Data Science Transformation Via Apache Spark on Hybrid Cloud

Slides PDF Video

Most enterprises have their business running on legacy environments on premise. Just picking up and moving everything to the cloud isn’t an option for the vast majority. Cloud migration requires a critical mass of data, with applications around it. And a critical part of building data assets with apps around them is leveraging Apache Spark and other open source tools. If you have to wait until large scale enterprise is ready for cloud, you’ll miss the opportunity of hybrid cloud: to do data science at scale, and to have systems with higher reliance and more elasticity. Hybrid cloud also gives us the opportunity to apply Spark and other opens source technologies while you’re building your longer term cloud strategy. In this keynote I’ll share experiences using Spark for data science transformation and share some thoughts on a larger vision for data science transformation at scale.

Seth Dobrin, VP and Chief Data Officer, IBM Analytics at IBM

About Seth

Seth led the data science transformation at Monsanto, including oversight of their first use cases of Apache Spark for geospatial and genomic analysis. He was heavily engaged in Monsanto’s cloud migration which ultimately relied on what looks today like a hybrid cloud strategy. Seth is a member of the IBM Spark Technology Center Advisory Council and has recently joined IBM as VP and CDO for the Analytics Business Unit.
..............................
**YOUR TASK:**
Return the full keynote page on Apache Spark and hybrid cloud word for word.
..............................
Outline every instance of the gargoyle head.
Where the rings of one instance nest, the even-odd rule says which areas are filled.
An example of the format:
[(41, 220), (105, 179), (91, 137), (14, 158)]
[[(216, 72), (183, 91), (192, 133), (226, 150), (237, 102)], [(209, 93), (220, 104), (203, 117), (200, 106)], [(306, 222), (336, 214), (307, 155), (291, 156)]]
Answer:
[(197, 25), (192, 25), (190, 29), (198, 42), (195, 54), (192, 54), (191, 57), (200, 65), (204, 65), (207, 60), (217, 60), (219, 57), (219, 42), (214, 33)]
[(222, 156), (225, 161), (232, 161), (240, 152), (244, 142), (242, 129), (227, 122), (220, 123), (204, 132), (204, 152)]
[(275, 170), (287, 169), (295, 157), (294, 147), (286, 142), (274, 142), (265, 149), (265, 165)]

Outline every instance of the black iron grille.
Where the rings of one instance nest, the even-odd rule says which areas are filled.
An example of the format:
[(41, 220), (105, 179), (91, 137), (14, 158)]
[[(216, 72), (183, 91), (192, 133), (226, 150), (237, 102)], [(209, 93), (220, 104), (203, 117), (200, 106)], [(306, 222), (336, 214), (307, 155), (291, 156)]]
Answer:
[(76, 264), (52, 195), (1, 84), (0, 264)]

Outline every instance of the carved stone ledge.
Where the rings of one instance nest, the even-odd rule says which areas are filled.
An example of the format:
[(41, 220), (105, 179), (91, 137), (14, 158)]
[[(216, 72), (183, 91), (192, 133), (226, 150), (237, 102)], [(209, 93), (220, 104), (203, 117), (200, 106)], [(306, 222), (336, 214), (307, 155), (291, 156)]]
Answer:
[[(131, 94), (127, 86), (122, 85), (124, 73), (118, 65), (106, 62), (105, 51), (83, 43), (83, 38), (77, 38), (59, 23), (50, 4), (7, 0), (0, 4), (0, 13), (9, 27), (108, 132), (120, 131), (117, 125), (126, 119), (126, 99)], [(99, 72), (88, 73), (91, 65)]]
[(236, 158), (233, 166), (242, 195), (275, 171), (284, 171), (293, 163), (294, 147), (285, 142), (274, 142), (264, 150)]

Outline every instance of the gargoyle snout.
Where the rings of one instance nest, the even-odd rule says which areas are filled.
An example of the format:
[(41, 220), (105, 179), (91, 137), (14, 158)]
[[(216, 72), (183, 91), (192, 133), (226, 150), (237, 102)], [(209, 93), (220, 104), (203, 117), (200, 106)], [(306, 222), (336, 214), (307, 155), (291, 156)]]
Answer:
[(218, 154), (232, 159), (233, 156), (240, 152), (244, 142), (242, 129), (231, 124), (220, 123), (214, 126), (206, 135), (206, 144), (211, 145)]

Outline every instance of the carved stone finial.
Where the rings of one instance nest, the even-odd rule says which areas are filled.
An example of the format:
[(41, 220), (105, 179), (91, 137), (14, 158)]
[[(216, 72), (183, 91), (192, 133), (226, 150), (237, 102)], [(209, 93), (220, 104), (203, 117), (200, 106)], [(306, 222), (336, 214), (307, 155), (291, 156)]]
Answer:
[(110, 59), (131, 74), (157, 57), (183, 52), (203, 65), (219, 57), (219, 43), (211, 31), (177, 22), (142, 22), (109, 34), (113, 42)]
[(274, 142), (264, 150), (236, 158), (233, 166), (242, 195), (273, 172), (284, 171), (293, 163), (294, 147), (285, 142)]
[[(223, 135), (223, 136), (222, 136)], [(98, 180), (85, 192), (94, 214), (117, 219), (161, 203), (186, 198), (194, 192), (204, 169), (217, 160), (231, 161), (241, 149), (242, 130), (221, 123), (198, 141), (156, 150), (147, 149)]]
..............................
**ANSWER TO THIS PROBLEM:**
Data Science Transformation Via Apache Spark on Hybrid Cloud

Slides PDF Video

Most enterprises have their business running on legacy environments on premise. Just picking up and moving everything to the cloud isn’t an option for the vast majority. Cloud migration requires a critical mass of data, with applications around it. And a critical part of building data assets with apps around them is leveraging Apache Spark and other open source tools. If you have to wait until large scale enterprise is ready for cloud, you’ll miss the opportunity of hybrid cloud: to do data science at scale, and to have systems with higher reliance and more elasticity. Hybrid cloud also gives us the opportunity to apply Spark and other opens source technologies while you’re building your longer term cloud strategy. In this keynote I’ll share experiences using Spark for data science transformation and share some thoughts on a larger vision for data science transformation at scale.

Seth Dobrin, VP and Chief Data Officer, IBM Analytics at IBM

About Seth

Seth led the data science transformation at Monsanto, including oversight of their first use cases of Apache Spark for geospatial and genomic analysis. He was heavily engaged in Monsanto’s cloud migration which ultimately relied on what looks today like a hybrid cloud strategy. Seth is a member of the IBM Spark Technology Center Advisory Council and has recently joined IBM as VP and CDO for the Analytics Business Unit.